<<<<
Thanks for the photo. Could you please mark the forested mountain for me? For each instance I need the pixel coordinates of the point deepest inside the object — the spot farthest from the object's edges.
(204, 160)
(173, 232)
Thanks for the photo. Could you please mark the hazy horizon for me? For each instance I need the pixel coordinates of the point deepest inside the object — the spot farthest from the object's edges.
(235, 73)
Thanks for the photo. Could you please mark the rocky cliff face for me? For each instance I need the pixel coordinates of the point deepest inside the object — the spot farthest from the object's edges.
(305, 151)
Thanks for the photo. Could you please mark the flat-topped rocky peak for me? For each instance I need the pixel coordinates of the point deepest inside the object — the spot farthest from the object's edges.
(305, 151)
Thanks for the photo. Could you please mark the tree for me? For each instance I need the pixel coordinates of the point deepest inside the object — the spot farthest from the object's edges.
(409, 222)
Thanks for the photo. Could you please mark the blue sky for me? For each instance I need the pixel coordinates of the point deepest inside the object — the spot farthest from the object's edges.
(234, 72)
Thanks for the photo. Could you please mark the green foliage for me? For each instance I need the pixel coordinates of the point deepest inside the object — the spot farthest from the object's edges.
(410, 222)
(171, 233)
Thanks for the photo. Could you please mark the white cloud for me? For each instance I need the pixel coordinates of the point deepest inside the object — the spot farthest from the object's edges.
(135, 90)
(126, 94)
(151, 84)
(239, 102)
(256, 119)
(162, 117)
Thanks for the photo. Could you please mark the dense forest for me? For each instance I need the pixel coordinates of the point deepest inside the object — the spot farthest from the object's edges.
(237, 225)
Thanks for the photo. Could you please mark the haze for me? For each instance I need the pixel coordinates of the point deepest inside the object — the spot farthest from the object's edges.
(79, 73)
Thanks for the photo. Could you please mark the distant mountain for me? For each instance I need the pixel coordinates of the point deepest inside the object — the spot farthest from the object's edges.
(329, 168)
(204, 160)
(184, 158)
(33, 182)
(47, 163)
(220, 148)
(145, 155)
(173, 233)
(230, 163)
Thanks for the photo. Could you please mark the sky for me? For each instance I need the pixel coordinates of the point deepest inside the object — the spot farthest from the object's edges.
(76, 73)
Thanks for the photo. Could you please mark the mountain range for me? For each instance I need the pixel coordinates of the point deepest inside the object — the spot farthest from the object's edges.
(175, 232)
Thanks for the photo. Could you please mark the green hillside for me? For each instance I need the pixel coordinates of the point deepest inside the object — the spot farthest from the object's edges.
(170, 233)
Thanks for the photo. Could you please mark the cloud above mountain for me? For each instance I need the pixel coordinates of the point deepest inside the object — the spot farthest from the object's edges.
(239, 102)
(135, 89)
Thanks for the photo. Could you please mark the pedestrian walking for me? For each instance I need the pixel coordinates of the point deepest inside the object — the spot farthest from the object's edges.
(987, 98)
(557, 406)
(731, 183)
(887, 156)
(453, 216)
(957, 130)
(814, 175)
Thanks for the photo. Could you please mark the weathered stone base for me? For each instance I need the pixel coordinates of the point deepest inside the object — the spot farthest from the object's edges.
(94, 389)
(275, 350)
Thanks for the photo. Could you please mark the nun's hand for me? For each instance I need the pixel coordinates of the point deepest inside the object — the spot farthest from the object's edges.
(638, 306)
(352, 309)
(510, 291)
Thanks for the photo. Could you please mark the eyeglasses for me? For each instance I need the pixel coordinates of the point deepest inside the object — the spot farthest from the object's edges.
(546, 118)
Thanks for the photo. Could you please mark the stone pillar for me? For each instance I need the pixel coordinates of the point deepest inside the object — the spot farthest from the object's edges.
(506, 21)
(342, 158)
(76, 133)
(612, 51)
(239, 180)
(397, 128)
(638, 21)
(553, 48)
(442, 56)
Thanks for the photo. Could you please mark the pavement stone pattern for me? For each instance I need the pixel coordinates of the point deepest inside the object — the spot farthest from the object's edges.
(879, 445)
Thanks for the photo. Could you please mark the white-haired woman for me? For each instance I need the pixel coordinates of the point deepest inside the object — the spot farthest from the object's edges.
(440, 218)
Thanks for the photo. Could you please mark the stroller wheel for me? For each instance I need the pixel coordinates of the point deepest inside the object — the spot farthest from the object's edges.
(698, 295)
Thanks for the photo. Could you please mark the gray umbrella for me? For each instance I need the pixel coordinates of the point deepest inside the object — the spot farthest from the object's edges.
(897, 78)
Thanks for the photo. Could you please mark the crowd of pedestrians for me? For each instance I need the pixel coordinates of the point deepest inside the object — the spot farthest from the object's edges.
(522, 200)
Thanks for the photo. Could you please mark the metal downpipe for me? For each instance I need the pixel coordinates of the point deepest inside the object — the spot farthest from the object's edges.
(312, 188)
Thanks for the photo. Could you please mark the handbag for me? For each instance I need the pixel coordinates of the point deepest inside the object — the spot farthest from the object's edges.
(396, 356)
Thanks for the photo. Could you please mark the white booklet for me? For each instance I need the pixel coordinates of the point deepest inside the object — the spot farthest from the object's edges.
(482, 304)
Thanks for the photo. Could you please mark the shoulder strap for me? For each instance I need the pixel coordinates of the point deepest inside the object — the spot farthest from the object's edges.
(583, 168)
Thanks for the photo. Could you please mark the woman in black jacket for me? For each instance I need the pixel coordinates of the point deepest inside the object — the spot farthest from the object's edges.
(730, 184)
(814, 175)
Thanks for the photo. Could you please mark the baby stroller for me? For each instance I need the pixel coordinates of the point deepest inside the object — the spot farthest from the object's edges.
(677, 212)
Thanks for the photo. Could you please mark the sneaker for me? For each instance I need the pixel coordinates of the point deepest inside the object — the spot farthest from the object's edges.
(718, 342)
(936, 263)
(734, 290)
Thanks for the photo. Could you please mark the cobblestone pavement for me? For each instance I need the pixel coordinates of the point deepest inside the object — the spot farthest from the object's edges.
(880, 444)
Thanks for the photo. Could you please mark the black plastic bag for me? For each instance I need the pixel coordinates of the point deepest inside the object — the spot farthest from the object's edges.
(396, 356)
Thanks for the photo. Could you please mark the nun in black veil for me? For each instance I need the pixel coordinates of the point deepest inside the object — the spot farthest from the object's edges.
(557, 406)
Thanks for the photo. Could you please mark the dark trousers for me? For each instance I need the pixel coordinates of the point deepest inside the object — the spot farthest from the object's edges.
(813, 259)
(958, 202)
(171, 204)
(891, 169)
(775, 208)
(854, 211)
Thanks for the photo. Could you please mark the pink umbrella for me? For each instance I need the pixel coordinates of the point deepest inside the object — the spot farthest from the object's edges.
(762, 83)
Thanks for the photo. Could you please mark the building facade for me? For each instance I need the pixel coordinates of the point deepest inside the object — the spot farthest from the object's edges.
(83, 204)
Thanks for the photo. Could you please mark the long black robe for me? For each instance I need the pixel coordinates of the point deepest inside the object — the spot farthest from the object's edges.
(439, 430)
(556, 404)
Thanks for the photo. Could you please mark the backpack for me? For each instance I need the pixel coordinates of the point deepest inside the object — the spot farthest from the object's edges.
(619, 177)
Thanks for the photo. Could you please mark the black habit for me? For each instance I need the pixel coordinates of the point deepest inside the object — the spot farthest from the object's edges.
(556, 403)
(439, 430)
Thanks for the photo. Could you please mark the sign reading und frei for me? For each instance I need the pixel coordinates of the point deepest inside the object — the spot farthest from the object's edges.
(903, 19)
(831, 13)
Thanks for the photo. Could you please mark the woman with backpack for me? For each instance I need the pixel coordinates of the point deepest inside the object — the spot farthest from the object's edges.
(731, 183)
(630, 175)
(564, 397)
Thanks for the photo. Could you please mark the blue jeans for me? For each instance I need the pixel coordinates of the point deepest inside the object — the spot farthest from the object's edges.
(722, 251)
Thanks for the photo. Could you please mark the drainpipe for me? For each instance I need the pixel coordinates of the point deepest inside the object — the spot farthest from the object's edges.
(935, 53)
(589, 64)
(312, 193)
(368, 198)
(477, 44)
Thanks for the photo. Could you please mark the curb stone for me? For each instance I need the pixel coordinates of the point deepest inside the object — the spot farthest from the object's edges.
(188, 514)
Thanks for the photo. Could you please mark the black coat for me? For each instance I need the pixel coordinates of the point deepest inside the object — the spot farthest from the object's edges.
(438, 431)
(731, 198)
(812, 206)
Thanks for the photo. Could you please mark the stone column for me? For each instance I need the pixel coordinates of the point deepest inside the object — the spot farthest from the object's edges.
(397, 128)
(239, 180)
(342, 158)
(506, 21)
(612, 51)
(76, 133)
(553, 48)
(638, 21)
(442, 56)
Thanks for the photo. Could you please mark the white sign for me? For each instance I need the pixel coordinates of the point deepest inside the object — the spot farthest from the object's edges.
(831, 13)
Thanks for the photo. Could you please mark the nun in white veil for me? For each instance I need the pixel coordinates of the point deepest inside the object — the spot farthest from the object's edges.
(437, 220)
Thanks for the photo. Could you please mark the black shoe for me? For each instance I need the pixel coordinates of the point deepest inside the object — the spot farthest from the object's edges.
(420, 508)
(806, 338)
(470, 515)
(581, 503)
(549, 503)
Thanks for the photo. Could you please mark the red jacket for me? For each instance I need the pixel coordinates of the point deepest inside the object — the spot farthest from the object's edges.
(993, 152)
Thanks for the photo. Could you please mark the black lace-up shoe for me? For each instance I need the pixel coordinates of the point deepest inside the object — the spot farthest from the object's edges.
>>>>
_WHAT YOU NEED TO DO_
Quote only the lines from the line containing "nun in white" through the end of the listing, please, keeping both the first and the last line.

_REPLY_
Thanks for the photo. Could you please mark the nun in white veil for me? For each instance I need the pixel coordinates of the point deepest inside the object — the spot farthest from the object's edges.
(437, 220)
Thanks for the photo. Could you please mark the black shoe for me? For each instance I need the pixel coordinates of the point deepest inside the object — the spot farthest from the object's edges.
(420, 508)
(806, 338)
(470, 515)
(581, 503)
(549, 503)
Thanks for the photo. Could you please mark the red jacket for me? For each instance I need the pixel coordinates of the point deepest inside the object — the spot farthest from the object's edges.
(993, 152)
Thanks for the photo. Could you please mark the black lace-up shoe for me? For each instance I need the pixel coordinates of the point deepest inside the object — the spot farthest from the object's edges.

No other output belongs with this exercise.